Exercise >> Keep every line of the data below that has the string "stucco" and present those lines.

(Stored items)

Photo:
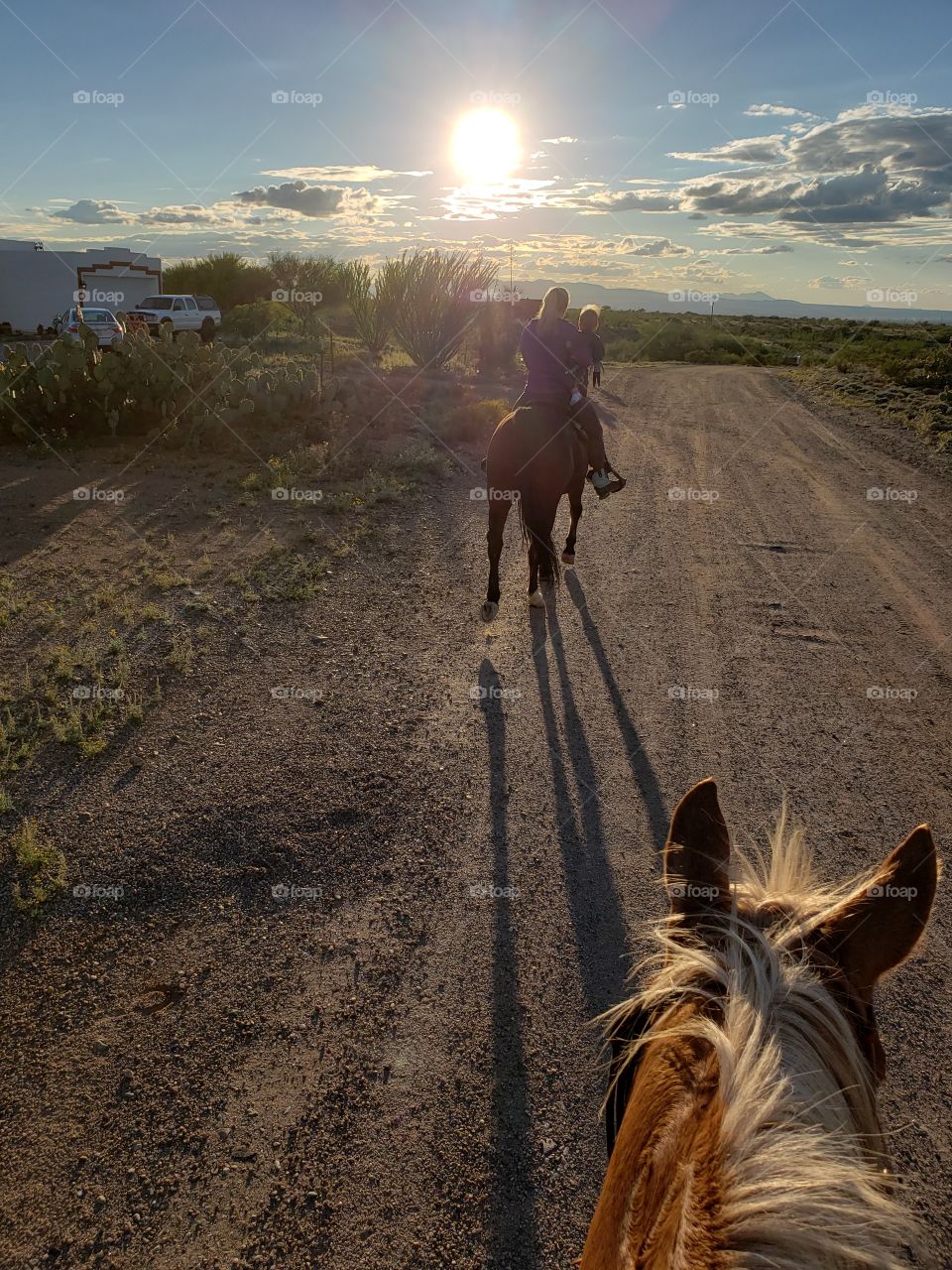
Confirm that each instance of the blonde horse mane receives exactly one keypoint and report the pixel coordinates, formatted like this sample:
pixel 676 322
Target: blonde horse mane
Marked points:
pixel 803 1161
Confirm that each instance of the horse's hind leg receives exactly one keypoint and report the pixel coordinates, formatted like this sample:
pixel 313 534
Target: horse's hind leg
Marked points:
pixel 498 513
pixel 575 508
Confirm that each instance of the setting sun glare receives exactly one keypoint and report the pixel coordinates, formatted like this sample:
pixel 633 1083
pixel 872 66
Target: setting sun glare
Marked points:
pixel 486 146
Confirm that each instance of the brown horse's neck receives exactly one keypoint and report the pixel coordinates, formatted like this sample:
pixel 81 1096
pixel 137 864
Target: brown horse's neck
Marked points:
pixel 661 1199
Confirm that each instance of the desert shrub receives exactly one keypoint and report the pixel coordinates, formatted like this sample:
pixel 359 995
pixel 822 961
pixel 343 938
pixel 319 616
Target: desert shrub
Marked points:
pixel 40 867
pixel 263 317
pixel 474 421
pixel 186 390
pixel 426 298
pixel 370 318
pixel 226 276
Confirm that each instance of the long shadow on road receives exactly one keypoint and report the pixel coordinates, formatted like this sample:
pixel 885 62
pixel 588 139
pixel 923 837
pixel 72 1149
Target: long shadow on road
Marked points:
pixel 594 906
pixel 634 744
pixel 513 1238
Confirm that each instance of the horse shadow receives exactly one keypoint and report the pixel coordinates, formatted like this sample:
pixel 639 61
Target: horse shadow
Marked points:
pixel 595 910
pixel 639 761
pixel 512 1225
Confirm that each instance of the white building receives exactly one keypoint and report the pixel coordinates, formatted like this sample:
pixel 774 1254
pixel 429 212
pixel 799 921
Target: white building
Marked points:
pixel 39 285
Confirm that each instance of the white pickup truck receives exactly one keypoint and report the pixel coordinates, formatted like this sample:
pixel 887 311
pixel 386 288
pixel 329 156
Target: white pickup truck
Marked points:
pixel 179 313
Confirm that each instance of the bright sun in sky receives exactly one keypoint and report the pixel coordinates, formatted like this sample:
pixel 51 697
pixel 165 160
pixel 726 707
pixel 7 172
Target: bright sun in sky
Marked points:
pixel 486 146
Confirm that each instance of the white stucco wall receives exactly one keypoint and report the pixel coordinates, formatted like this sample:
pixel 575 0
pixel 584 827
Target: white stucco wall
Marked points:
pixel 36 286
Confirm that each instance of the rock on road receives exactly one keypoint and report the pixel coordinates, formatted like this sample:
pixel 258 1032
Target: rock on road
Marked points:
pixel 404 1074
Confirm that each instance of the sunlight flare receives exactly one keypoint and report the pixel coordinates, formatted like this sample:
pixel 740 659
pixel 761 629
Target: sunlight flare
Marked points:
pixel 486 146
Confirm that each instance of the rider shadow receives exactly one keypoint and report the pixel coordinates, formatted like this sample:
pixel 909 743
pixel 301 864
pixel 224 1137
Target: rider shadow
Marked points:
pixel 594 905
pixel 512 1225
pixel 634 746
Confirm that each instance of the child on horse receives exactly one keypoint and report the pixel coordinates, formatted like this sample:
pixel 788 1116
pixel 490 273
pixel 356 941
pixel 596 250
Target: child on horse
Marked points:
pixel 588 326
pixel 557 357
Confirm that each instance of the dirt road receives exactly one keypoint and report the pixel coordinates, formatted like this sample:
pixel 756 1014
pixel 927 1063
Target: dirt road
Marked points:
pixel 389 1064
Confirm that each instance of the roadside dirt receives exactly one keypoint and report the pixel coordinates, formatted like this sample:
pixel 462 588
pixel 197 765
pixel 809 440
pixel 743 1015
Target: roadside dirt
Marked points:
pixel 389 1061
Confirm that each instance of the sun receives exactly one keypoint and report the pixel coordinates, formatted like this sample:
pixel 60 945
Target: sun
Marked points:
pixel 486 146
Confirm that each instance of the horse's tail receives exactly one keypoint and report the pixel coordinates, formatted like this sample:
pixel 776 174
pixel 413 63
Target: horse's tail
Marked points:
pixel 537 527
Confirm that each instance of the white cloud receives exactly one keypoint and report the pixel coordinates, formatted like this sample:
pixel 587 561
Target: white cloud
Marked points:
pixel 298 195
pixel 93 211
pixel 654 246
pixel 357 175
pixel 740 150
pixel 784 111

Finished task >>
Confirm that each instance of the white stucco wall receives exactly one keypoint and report the pixel coordinates, formatted like this sample:
Target: white stucco wall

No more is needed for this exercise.